(EXERCISE MATERIALS)
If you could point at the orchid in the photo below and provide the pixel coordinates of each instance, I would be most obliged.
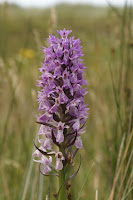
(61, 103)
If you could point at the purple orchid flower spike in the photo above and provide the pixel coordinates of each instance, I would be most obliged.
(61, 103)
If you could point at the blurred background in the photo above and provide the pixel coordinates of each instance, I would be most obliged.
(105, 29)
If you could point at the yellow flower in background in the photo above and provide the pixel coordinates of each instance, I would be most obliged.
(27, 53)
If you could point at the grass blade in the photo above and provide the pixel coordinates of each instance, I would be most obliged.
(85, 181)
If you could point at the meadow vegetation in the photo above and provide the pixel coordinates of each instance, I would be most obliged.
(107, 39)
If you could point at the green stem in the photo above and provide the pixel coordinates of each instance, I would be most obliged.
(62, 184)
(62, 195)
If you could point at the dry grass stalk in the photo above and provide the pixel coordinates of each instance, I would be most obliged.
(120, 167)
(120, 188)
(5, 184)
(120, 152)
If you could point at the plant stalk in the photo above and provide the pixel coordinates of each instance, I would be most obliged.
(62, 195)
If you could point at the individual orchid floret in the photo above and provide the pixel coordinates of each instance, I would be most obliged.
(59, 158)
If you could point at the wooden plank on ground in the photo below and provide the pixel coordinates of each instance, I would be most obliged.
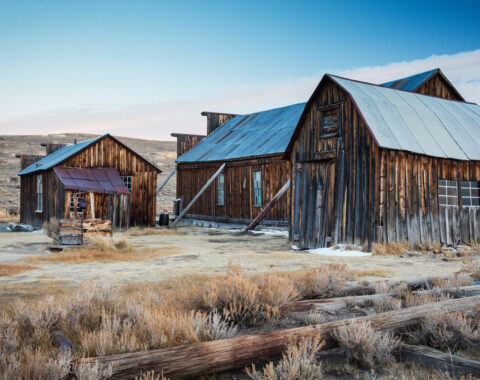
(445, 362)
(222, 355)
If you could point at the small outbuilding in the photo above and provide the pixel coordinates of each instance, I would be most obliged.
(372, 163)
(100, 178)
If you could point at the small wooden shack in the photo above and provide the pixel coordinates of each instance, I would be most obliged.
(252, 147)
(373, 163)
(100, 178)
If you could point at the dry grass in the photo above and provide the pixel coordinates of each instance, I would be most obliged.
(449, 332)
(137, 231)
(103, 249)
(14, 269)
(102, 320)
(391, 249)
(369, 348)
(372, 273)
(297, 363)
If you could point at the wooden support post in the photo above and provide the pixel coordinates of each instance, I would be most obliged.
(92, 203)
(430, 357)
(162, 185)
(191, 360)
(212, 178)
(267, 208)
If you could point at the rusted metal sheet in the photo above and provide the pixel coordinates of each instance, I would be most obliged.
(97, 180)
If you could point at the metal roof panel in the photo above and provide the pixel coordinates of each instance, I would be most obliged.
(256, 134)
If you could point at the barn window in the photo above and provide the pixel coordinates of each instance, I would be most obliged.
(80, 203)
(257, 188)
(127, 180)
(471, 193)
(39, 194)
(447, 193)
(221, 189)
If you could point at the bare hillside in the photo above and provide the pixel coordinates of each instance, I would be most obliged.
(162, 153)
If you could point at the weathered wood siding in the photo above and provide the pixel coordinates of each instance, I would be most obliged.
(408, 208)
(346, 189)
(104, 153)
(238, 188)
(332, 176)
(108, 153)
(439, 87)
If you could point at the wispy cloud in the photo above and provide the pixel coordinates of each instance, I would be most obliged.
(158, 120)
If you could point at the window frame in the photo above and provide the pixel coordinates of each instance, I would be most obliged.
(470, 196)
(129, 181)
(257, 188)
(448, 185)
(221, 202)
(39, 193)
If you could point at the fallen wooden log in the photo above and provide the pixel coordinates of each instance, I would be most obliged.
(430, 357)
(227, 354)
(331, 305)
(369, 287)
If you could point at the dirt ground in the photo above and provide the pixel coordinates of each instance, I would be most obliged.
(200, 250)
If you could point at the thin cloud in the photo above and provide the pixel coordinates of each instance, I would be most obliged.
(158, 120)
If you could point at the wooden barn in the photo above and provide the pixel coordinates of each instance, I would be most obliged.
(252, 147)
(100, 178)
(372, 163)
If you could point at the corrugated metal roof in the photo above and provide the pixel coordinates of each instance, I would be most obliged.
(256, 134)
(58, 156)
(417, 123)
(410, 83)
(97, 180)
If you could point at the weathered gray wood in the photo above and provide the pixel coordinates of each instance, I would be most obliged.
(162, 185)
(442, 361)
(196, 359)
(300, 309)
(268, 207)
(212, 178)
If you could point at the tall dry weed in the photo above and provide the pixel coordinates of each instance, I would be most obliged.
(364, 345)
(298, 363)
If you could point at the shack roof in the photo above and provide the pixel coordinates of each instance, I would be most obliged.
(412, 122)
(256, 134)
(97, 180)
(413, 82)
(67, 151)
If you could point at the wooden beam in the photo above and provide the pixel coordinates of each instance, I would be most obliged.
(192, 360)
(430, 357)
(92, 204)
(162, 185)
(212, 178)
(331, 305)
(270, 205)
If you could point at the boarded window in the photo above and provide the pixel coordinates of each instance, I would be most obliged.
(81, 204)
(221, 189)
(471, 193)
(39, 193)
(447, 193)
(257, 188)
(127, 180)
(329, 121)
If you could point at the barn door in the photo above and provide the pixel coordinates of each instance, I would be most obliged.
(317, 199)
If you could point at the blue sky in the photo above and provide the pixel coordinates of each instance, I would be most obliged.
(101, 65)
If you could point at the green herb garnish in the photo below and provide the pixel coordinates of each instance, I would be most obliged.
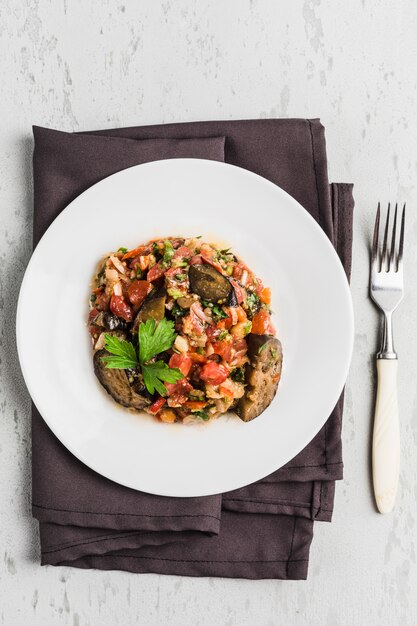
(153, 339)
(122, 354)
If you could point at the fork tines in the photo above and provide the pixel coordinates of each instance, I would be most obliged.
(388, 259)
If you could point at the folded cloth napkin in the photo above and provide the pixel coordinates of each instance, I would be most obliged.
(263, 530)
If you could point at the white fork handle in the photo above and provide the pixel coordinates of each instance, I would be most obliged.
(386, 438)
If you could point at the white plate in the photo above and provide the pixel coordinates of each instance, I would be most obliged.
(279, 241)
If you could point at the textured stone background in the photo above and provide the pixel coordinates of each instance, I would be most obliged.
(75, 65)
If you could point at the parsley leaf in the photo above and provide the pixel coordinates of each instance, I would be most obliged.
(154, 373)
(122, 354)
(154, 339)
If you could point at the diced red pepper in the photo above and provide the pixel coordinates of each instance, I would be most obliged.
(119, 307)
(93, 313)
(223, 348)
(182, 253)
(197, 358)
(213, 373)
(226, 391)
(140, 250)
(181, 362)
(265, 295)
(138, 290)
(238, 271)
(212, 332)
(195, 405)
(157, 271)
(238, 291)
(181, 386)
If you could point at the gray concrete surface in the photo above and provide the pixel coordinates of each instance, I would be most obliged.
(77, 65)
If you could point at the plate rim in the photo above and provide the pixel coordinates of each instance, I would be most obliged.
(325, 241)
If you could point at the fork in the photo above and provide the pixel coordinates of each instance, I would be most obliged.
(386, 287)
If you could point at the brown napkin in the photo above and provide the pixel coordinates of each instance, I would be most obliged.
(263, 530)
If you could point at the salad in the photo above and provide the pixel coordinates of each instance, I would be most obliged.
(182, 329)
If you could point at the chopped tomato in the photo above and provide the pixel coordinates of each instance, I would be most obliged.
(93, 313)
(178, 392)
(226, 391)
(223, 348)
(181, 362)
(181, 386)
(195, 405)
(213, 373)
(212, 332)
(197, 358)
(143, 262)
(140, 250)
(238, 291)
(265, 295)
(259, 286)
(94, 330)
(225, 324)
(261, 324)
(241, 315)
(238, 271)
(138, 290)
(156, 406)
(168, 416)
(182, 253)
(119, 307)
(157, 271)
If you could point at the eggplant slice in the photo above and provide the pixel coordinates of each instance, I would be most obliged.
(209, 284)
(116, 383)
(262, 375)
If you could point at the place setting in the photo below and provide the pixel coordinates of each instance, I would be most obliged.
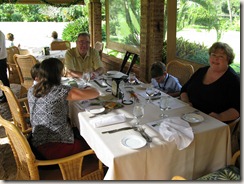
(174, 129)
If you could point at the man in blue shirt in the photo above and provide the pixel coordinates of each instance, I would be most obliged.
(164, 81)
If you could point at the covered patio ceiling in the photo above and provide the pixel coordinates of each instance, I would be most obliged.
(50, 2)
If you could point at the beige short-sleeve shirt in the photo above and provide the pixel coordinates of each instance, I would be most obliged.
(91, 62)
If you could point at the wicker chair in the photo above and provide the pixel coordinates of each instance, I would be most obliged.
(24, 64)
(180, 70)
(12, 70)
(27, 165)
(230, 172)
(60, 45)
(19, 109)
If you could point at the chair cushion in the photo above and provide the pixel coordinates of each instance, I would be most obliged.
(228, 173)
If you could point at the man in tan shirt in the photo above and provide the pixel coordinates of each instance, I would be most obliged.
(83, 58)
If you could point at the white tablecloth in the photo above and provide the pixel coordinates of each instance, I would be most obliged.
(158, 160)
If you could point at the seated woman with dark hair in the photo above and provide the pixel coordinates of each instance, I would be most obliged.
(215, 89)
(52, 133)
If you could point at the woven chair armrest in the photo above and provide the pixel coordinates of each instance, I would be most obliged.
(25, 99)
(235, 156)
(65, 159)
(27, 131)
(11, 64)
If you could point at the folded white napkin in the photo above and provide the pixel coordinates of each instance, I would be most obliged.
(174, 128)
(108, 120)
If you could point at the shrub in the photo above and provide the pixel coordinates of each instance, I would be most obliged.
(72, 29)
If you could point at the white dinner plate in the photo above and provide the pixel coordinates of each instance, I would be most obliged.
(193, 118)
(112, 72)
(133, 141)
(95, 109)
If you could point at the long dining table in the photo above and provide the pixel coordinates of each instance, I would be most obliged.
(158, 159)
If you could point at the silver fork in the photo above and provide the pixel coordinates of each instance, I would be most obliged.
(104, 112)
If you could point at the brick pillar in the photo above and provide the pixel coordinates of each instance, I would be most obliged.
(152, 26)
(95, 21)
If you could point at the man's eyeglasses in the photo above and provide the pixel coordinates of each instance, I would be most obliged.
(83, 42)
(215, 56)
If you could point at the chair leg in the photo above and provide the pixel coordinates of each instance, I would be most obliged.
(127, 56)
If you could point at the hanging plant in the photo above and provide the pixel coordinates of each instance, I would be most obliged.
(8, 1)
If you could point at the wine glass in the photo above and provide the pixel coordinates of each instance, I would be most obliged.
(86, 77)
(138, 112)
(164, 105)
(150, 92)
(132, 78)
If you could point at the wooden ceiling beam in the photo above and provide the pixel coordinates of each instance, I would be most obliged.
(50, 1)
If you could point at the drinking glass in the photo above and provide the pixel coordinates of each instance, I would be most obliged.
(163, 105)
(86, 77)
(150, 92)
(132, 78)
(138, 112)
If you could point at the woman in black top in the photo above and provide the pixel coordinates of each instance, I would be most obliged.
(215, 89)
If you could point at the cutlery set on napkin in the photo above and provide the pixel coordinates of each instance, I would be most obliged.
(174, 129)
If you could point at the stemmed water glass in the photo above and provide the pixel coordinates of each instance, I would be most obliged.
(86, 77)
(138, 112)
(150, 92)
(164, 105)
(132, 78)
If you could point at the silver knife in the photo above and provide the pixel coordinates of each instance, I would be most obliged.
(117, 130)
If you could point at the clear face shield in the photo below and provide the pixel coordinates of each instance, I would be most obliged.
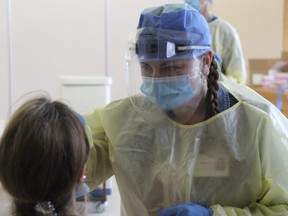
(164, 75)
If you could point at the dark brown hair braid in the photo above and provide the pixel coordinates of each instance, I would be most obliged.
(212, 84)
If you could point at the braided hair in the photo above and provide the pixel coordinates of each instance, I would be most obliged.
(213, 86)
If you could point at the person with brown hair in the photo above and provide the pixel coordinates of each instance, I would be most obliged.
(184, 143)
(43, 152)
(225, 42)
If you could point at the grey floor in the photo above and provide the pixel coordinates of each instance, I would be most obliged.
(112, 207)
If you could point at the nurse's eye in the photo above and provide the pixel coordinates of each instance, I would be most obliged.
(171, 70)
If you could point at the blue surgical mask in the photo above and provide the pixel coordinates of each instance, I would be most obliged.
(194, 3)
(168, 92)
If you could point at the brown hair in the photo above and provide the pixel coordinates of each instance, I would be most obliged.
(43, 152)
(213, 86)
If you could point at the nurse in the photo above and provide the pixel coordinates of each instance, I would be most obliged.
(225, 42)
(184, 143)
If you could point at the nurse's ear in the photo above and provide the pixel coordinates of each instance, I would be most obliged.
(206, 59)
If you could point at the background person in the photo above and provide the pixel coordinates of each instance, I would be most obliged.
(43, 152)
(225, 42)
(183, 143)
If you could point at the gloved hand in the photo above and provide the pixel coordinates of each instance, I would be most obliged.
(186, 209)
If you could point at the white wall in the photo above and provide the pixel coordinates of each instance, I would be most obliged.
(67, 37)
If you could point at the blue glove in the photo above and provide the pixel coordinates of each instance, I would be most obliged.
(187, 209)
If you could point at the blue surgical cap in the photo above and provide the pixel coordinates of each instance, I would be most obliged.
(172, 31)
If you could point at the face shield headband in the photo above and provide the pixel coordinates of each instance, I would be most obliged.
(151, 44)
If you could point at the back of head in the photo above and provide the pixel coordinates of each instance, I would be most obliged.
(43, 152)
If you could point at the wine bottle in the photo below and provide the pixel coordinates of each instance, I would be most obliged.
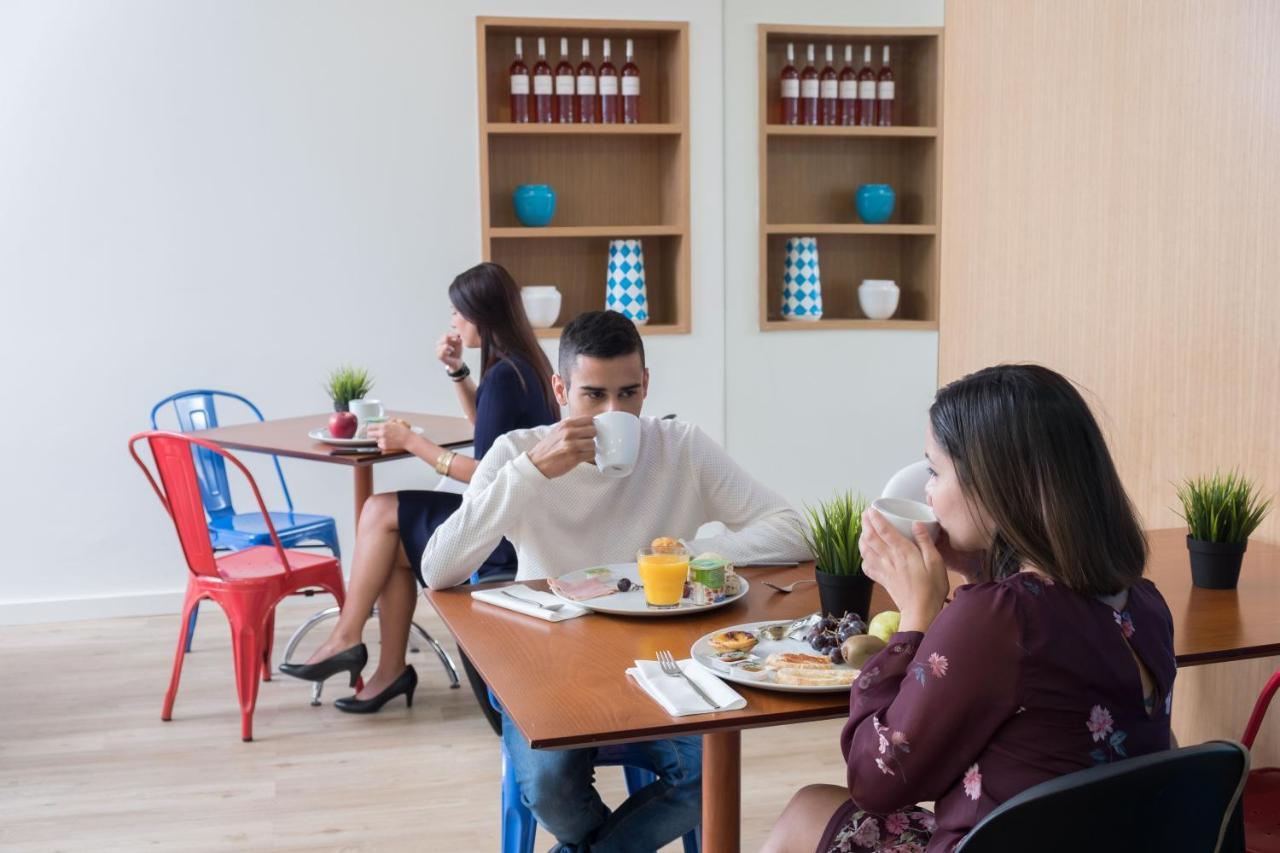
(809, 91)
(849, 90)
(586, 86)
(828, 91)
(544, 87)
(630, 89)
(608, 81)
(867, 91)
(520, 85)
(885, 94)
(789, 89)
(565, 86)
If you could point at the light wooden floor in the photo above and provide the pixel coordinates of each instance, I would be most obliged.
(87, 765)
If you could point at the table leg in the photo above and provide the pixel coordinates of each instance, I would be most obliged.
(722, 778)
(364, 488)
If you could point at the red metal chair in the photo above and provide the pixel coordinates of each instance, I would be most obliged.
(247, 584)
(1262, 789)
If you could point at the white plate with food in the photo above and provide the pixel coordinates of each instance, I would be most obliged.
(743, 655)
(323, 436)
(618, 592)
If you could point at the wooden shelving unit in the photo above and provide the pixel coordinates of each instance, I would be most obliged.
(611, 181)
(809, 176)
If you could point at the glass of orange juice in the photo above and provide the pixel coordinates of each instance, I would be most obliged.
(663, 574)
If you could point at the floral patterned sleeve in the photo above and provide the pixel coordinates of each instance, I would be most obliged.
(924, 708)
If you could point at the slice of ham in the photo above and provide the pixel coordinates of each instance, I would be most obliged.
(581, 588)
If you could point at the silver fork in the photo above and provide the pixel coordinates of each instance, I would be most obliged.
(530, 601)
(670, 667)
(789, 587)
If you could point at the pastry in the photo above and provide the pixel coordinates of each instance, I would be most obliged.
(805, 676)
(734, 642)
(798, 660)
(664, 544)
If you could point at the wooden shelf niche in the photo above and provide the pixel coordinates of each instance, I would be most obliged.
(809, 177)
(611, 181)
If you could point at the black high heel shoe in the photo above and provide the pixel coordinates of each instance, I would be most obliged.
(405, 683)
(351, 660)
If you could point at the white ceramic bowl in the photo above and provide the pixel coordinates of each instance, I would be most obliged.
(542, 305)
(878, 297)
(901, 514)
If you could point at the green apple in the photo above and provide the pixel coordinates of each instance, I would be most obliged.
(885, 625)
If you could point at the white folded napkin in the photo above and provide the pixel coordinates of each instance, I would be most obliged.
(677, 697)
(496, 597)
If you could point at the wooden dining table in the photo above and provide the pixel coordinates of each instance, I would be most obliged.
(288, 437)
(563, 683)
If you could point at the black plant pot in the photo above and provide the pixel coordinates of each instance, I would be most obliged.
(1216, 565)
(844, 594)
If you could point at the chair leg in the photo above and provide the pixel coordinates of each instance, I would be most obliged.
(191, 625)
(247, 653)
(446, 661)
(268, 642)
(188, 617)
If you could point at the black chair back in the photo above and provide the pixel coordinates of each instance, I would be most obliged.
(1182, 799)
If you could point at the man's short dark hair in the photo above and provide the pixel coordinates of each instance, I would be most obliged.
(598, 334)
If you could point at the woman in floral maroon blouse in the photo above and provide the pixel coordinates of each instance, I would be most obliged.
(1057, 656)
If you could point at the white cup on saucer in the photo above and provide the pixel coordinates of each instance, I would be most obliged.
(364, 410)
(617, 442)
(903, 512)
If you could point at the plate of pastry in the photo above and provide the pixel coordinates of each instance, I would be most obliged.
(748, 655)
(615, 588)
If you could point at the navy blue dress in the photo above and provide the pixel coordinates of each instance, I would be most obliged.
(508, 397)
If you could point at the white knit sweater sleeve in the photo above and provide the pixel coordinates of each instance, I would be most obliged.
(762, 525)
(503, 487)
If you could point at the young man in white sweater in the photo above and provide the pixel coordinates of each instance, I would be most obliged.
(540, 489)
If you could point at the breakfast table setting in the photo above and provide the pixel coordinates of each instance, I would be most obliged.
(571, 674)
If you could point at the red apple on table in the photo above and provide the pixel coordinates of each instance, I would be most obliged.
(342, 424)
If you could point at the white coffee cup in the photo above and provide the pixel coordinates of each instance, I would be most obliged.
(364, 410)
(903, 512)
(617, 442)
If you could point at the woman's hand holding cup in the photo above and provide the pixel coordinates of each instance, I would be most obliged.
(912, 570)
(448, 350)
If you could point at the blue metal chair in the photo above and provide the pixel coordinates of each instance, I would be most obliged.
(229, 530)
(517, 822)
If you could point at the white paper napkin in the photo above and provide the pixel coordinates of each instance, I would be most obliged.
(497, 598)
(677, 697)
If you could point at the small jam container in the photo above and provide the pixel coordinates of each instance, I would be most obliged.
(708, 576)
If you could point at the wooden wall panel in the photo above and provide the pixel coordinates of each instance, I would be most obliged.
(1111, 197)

(EXERCISE REQUIREMENTS) Everything from the line containing "If you could point at the navy" to the end of the data above should be quoted exactly, please, both ends included, and nothing outside that span.

(COMPLETED TASK)
If you could point at the navy blue dress in the photo above and provide the pixel coordinates of each instance, I would be most obliged.
(508, 397)
If you could point at the white knit sweater sleeve in the photo above and provide the pixel coordinates of each instance, I would be most obliged.
(762, 525)
(503, 487)
If you could point at the young man in white sweater in the photo above and provide the pixel coordinates of each instance, I would be most obliged.
(540, 489)
If you could point at the breakfast table setting in the photo above and provide the pixel coordinates of each instance, I would be most obliged.
(571, 674)
If you could point at the red apple on table in the photo above and provide the pixel coordinates of each instance, I would be most obliged.
(342, 424)
If you could point at the white coffee cup in the photo above and provide the pixel coordinates of each instance, I would be most obliged.
(364, 410)
(903, 512)
(617, 442)
If you could point at the woman's hand holding cup in the photo above and provide the pixel coordinates of each instance, I would be most obliged.
(912, 570)
(448, 350)
If you could point at the blue metal chair in the photo above and provide the pixel coordinates of each instance, I would be most obliged.
(229, 530)
(517, 822)
If you could point at the white paper napkin in the photo above and provide the pixel coordinates of each instance, I would be most obliged.
(497, 598)
(677, 697)
If you could point at the small jam container in the photo above and provide the pixel coordinates of each instance, I would be most obliged.
(708, 576)
If you could point at the wooden wall panel in the photo above and provide the pixel coordinates of each instance, I would be most obliged.
(1111, 197)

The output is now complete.